▸ **EXERCISE DIRECTIONS**
Pull out each line of the listing below that contains the string "background" and copy it in full. Only matches with the same capitalization count.

▸ **LISTING**
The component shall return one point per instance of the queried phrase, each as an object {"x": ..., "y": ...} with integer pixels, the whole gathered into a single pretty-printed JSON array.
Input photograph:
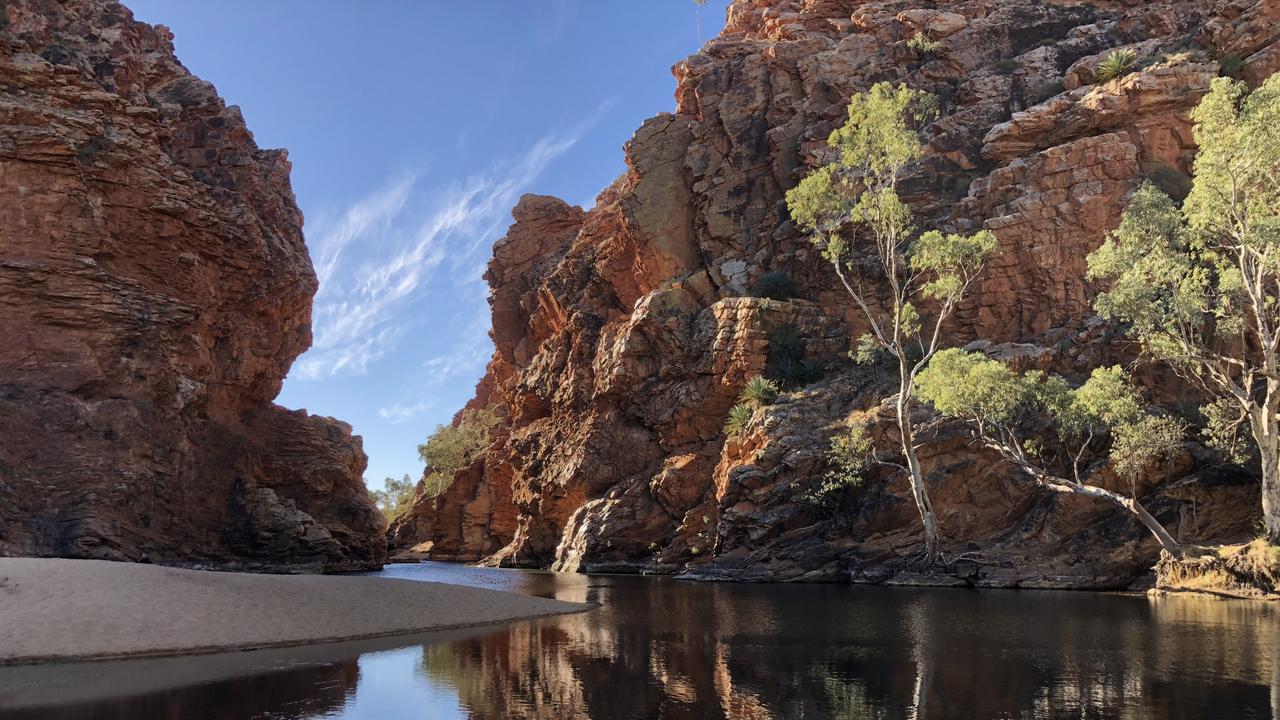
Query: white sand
[{"x": 88, "y": 609}]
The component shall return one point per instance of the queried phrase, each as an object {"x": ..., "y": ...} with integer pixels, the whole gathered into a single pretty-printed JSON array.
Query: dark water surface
[{"x": 664, "y": 648}]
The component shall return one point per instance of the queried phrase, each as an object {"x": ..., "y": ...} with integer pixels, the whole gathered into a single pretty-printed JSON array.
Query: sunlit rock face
[
  {"x": 155, "y": 288},
  {"x": 625, "y": 333}
]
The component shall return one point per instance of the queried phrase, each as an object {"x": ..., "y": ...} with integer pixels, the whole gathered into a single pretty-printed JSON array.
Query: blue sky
[{"x": 414, "y": 127}]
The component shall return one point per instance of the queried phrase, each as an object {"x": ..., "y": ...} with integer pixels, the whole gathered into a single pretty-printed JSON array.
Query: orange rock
[{"x": 156, "y": 288}]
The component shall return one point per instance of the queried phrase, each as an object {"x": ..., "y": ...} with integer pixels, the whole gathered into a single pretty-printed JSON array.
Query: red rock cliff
[
  {"x": 155, "y": 290},
  {"x": 625, "y": 333}
]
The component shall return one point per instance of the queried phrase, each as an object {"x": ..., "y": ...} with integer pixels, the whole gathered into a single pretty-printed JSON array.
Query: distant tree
[
  {"x": 452, "y": 447},
  {"x": 396, "y": 497},
  {"x": 1200, "y": 287},
  {"x": 1008, "y": 413},
  {"x": 851, "y": 203},
  {"x": 923, "y": 45}
]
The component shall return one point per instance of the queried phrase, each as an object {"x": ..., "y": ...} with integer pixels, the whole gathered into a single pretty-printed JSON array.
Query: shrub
[
  {"x": 786, "y": 361},
  {"x": 1115, "y": 64},
  {"x": 1170, "y": 181},
  {"x": 922, "y": 45},
  {"x": 1230, "y": 65},
  {"x": 775, "y": 285},
  {"x": 759, "y": 391},
  {"x": 739, "y": 418},
  {"x": 848, "y": 459},
  {"x": 396, "y": 497}
]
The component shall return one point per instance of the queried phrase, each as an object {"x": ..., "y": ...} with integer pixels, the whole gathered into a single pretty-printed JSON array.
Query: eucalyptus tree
[
  {"x": 853, "y": 213},
  {"x": 1200, "y": 285},
  {"x": 1051, "y": 432}
]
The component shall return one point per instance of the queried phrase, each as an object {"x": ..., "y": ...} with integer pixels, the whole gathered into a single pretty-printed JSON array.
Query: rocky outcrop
[
  {"x": 625, "y": 333},
  {"x": 155, "y": 288}
]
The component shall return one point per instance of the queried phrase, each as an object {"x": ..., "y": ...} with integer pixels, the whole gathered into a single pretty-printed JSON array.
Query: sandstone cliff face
[
  {"x": 155, "y": 290},
  {"x": 625, "y": 333}
]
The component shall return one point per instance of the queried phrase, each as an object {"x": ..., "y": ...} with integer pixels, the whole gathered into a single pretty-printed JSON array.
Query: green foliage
[
  {"x": 739, "y": 418},
  {"x": 452, "y": 447},
  {"x": 1198, "y": 286},
  {"x": 867, "y": 350},
  {"x": 972, "y": 386},
  {"x": 775, "y": 285},
  {"x": 848, "y": 460},
  {"x": 1144, "y": 442},
  {"x": 1000, "y": 402},
  {"x": 1047, "y": 90},
  {"x": 396, "y": 497},
  {"x": 922, "y": 45},
  {"x": 759, "y": 391},
  {"x": 1115, "y": 64}
]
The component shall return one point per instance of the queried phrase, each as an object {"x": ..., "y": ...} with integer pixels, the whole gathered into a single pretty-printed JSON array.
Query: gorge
[{"x": 626, "y": 332}]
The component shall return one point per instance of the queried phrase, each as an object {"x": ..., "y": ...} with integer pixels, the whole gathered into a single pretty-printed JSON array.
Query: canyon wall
[
  {"x": 155, "y": 290},
  {"x": 625, "y": 333}
]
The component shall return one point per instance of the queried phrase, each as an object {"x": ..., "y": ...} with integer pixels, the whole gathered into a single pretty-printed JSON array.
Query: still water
[{"x": 664, "y": 648}]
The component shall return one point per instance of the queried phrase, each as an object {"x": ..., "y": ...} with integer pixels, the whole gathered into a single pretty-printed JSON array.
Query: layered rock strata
[{"x": 155, "y": 290}]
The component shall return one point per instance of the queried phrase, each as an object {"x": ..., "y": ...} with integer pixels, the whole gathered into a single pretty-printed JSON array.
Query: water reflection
[{"x": 661, "y": 648}]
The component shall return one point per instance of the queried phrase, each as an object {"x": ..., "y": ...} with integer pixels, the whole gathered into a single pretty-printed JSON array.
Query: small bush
[
  {"x": 1170, "y": 181},
  {"x": 759, "y": 391},
  {"x": 1115, "y": 65},
  {"x": 848, "y": 460},
  {"x": 775, "y": 285},
  {"x": 1005, "y": 67},
  {"x": 922, "y": 45},
  {"x": 1230, "y": 65},
  {"x": 739, "y": 418}
]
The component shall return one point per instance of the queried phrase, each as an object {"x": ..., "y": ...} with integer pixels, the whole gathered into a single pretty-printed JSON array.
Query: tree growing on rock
[
  {"x": 1011, "y": 413},
  {"x": 851, "y": 210},
  {"x": 452, "y": 447},
  {"x": 1200, "y": 286}
]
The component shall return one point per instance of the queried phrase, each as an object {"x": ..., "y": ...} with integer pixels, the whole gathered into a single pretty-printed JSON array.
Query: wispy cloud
[{"x": 380, "y": 256}]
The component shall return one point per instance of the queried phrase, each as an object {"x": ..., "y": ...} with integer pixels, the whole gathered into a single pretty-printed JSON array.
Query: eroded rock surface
[
  {"x": 155, "y": 290},
  {"x": 625, "y": 333}
]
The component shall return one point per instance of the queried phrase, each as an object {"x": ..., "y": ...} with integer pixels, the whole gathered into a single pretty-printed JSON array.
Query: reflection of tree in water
[
  {"x": 668, "y": 650},
  {"x": 287, "y": 695}
]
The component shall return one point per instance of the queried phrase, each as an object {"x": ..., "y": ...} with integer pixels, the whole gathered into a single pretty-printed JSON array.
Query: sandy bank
[{"x": 87, "y": 609}]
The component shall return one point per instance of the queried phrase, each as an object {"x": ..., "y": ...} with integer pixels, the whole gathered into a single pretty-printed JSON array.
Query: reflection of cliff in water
[
  {"x": 671, "y": 650},
  {"x": 283, "y": 695}
]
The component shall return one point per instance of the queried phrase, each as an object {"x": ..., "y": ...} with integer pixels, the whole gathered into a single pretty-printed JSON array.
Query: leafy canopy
[
  {"x": 1004, "y": 405},
  {"x": 452, "y": 447},
  {"x": 396, "y": 497},
  {"x": 1116, "y": 64},
  {"x": 759, "y": 391}
]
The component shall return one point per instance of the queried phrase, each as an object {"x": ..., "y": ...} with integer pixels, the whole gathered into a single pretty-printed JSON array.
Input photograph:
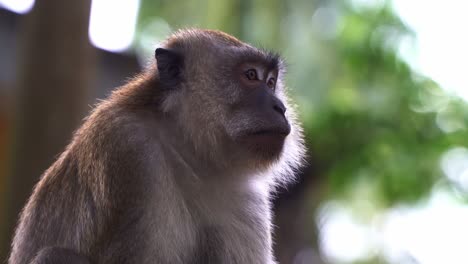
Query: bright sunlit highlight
[
  {"x": 112, "y": 24},
  {"x": 17, "y": 6},
  {"x": 440, "y": 28}
]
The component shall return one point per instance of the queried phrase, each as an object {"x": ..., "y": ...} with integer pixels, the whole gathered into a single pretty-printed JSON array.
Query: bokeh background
[{"x": 381, "y": 88}]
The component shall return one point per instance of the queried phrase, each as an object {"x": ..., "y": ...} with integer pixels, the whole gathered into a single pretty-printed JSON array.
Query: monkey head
[{"x": 229, "y": 98}]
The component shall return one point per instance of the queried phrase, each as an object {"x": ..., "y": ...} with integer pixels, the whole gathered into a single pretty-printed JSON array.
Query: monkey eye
[
  {"x": 251, "y": 74},
  {"x": 271, "y": 83}
]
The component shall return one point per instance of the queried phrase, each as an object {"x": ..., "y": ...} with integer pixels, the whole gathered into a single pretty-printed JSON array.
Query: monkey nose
[{"x": 279, "y": 107}]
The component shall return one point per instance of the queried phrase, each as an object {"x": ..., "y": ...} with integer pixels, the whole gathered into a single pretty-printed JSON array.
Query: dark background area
[{"x": 385, "y": 142}]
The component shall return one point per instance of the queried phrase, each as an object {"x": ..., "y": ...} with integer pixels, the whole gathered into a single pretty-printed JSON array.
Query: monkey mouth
[{"x": 267, "y": 143}]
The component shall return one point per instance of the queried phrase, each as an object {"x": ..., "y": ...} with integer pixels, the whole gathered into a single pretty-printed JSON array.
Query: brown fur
[{"x": 156, "y": 174}]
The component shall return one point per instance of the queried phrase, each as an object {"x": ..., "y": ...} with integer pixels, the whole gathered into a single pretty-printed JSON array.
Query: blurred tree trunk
[{"x": 53, "y": 79}]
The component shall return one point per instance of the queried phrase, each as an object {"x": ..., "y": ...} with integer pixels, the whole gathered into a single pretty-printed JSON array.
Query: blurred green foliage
[{"x": 368, "y": 116}]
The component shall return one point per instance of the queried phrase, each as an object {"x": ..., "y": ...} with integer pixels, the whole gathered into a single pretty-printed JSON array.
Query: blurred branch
[{"x": 53, "y": 81}]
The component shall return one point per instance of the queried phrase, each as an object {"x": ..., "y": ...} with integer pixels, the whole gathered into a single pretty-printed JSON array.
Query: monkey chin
[{"x": 266, "y": 147}]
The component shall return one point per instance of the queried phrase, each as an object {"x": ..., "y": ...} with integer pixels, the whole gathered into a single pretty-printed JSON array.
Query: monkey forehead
[
  {"x": 203, "y": 44},
  {"x": 193, "y": 36}
]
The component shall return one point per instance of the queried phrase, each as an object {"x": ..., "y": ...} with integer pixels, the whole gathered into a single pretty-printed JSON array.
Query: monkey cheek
[{"x": 266, "y": 147}]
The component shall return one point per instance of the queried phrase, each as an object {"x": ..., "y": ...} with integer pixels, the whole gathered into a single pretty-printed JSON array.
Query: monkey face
[
  {"x": 228, "y": 96},
  {"x": 257, "y": 120}
]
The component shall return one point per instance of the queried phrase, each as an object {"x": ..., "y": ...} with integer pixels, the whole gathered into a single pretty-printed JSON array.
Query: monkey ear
[{"x": 169, "y": 65}]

▸ **RESULT**
Query: bokeh background
Query: dark background area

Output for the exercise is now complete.